#### [Provided passage]
···
This book was recommended by fellow blogger Carly Heitlinger of The College Prepster. At first, when I read her post about it, I thought “Yeah, I’m sure it’s just like every other sports book. You probably only liked it because you did crew, just like I love Running with the Buffaloes because I’m a runner.” I have never rowed crew before, and besides talking to my friend Charlie about his rowing team in high school briefly this one time, I have rarely even heard of rowing as a sport anywhere except in England. However, I am a naturally curious person and it sounded mildly interesting, so I picked it up before Independence Day Weekend to keep me busy on the beach. Boy oh boy was I wrong about it only being ‘mildly’ interesting.

This book is not only about the sport that is rowing. It is not only about a team who did the impossible, as every great sports book will say of their protagonists. This book is a vital piece of our history. There are so many components of it that it is impossible for you NOT to get sucked into the lives of the University of Washington Rowing team, their coaches, their friends and family, and at the same time the lives of Hitler’s closest confidants and even Hitler himself. This book has everything.

I am a huge believer in the smallest details, and this book nailed them. I especially loved how it was able to capture snapshots of the world in the 1930’s at a variety of different levels. From the singular life of Joe Rantz, to Coach Al Ulbrickson viewing the team as a whole, to President FDR trying to heal the United States in the middle of the Great Depression, to Leni Reifenstahl capturing the essence of the Nazi Regime, and even to Joseph Goebbles attempting to brainwash the entire world into believing that Hitler was different, The Boys in the Boat was able to get across all of the events and ideas seamlessly as if they were happening simultaneously in front of your eyes right here and now.

As a reader, I was swept up in the writing. I cried, I laughed, I felt their nerves and their stresses, their fears and doubts, their pain and their triumphs. I could not be any happier with this book. As Daniel Brown writes at the end “if books can be said to have hearts and souls” then I have to believe that this one has them. This book is as much alive as the Husky Clipper was with Bobby, Don, Joe, Shorty, Gordy, Stub, Johnny, Chuck, and Roger her with a perfect swing. This is definitely a book I will treasure and read over and over and over again.
···
#### [Provided material]
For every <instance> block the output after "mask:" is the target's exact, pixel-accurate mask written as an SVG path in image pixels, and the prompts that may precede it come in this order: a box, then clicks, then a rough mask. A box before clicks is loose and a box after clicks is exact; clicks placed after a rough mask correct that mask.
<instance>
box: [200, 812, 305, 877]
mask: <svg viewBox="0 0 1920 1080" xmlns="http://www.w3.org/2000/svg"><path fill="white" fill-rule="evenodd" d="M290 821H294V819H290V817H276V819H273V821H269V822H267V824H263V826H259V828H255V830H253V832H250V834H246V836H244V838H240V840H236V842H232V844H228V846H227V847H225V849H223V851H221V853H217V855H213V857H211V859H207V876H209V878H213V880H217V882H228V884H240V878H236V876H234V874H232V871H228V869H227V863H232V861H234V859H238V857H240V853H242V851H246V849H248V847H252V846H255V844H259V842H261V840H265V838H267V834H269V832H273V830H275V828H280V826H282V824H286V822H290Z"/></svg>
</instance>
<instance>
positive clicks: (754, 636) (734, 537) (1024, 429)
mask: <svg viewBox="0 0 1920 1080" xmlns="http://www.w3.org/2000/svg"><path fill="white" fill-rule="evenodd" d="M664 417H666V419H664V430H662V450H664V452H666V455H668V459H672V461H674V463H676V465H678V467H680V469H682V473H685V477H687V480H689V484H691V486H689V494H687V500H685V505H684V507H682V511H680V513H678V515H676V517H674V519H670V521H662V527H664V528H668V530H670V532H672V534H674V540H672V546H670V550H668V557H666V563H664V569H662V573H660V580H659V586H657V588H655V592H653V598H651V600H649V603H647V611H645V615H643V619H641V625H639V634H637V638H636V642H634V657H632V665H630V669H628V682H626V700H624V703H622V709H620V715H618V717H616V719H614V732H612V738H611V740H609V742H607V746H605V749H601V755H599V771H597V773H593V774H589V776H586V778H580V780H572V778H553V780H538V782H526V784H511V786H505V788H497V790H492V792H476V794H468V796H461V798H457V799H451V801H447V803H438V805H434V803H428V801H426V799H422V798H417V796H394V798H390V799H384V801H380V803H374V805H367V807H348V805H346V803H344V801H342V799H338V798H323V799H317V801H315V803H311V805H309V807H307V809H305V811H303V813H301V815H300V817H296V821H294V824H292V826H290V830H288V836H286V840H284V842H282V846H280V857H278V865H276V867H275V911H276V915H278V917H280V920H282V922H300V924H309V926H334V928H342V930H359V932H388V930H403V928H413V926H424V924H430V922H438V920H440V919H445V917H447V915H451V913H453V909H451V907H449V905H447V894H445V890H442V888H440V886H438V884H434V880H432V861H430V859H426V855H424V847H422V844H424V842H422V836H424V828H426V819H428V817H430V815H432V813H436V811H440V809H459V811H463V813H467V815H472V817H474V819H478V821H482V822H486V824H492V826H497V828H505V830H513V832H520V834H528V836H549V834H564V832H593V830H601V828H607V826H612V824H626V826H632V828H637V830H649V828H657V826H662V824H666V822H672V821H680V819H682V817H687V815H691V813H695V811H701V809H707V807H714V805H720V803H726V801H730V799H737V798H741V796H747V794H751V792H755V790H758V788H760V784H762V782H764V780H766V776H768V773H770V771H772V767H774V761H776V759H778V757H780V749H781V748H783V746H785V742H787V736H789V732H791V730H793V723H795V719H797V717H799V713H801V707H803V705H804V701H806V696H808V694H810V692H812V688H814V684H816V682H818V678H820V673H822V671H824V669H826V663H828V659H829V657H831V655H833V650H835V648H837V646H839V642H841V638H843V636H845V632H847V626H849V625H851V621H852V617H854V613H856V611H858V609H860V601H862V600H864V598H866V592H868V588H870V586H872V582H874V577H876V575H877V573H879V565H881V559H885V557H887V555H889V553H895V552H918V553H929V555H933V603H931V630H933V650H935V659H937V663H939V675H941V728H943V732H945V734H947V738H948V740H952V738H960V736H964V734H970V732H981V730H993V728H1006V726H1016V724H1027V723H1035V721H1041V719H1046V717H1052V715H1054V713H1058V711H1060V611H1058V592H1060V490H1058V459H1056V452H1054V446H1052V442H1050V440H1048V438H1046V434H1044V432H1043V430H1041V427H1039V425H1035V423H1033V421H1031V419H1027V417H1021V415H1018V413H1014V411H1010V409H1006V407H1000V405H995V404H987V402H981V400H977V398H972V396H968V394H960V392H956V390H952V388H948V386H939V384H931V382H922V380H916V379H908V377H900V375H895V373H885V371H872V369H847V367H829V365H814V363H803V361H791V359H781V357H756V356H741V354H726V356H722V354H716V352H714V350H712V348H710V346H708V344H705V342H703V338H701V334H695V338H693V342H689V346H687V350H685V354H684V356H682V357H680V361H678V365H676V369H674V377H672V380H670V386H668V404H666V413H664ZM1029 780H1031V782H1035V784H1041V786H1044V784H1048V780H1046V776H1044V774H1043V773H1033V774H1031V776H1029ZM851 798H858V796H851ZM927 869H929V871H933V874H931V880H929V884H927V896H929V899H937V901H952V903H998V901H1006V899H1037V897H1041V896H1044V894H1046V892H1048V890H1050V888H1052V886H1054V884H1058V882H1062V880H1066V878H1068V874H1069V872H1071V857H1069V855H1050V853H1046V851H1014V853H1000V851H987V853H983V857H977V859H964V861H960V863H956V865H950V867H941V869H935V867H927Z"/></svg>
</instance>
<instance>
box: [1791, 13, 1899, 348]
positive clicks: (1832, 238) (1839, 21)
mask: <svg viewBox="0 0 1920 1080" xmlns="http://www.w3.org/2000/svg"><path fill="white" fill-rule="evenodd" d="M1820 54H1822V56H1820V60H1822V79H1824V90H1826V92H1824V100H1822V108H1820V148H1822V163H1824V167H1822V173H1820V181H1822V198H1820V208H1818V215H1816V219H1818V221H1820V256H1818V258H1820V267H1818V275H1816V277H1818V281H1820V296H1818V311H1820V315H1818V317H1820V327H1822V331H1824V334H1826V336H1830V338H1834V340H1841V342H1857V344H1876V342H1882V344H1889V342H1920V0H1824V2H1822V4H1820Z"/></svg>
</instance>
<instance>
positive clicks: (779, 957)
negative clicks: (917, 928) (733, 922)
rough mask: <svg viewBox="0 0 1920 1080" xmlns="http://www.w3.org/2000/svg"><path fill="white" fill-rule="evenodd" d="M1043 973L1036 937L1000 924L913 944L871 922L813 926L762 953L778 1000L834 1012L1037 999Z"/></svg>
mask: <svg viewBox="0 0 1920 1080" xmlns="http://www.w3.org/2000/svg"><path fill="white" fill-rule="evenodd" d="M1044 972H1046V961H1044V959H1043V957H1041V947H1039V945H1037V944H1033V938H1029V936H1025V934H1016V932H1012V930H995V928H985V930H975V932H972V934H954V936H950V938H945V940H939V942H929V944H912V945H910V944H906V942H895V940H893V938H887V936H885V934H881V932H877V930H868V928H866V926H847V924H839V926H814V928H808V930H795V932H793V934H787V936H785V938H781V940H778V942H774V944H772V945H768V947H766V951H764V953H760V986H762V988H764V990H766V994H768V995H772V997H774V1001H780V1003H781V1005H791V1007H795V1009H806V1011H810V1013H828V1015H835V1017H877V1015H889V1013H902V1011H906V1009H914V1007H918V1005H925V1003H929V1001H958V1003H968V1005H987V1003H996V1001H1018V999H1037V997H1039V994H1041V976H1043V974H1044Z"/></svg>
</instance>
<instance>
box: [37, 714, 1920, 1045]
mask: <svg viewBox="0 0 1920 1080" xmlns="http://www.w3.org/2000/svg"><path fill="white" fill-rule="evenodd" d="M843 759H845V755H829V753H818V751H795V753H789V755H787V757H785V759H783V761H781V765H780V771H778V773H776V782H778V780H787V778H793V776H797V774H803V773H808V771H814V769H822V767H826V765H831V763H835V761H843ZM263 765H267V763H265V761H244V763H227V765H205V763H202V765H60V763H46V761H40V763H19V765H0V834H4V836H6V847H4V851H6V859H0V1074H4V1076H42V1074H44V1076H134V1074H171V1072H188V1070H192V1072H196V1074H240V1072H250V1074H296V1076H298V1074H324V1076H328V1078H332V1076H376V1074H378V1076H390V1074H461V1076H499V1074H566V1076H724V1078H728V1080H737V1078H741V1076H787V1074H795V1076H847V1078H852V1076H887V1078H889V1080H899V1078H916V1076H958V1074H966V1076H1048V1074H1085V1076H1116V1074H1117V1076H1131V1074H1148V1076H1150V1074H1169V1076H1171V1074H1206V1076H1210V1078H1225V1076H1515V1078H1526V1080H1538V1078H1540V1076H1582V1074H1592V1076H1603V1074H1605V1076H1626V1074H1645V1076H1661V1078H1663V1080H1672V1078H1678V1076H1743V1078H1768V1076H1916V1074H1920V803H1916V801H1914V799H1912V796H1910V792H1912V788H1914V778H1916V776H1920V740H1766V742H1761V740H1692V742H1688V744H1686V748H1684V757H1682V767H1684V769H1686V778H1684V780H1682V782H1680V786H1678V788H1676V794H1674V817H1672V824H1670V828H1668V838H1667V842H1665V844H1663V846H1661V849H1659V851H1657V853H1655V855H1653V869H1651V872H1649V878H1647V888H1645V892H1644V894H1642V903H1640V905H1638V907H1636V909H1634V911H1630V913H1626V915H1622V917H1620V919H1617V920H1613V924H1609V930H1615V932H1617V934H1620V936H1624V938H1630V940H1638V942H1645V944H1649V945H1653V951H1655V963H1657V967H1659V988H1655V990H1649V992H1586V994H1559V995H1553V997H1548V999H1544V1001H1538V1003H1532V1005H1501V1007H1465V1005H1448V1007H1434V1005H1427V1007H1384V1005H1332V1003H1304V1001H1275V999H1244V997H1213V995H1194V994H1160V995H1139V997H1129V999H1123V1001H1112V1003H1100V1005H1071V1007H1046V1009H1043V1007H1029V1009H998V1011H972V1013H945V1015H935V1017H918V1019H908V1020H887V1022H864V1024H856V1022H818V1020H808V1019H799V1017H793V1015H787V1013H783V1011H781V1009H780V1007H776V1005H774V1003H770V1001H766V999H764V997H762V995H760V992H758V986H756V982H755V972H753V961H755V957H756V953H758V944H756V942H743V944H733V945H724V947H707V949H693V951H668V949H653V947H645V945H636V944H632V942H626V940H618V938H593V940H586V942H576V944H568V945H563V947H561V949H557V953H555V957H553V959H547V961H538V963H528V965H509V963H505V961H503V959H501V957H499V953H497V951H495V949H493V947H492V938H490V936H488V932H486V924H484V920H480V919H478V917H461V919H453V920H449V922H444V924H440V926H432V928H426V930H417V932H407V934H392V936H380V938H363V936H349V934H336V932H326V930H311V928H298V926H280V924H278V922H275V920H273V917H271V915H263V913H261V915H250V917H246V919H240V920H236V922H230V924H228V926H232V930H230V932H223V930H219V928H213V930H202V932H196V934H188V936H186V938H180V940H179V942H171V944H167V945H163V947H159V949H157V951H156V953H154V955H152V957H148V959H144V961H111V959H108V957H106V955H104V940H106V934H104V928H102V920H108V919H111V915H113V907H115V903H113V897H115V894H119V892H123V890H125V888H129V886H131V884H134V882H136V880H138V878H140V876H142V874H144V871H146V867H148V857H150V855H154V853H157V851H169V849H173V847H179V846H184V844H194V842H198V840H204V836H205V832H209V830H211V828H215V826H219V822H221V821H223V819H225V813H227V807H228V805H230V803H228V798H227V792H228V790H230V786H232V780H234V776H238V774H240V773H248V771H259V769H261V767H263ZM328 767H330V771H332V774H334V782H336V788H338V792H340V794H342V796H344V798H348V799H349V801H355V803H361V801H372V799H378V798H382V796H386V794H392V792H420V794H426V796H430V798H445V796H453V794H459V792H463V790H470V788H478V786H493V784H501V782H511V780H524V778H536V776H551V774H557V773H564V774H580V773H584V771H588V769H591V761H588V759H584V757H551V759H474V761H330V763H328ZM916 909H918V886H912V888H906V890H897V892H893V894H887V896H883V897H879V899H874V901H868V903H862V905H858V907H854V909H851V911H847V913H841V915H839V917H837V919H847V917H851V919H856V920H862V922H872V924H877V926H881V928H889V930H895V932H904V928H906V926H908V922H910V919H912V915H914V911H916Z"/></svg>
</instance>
···
Copy word for word the stretch of the book review from "This book was" through "being ‘mildly’ interesting.".

This book was recommended by fellow blogger Carly Heitlinger of The College Prepster. At first, when I read her post about it, I thought “Yeah, I’m sure it’s just like every other sports book. You probably only liked it because you did crew, just like I love Running with the Buffaloes because I’m a runner.” I have never rowed crew before, and besides talking to my friend Charlie about his rowing team in high school briefly this one time, I have rarely even heard of rowing as a sport anywhere except in England. However, I am a naturally curious person and it sounded mildly interesting, so I picked it up before Independence Day Weekend to keep me busy on the beach. Boy oh boy was I wrong about it only being ‘mildly’ interesting.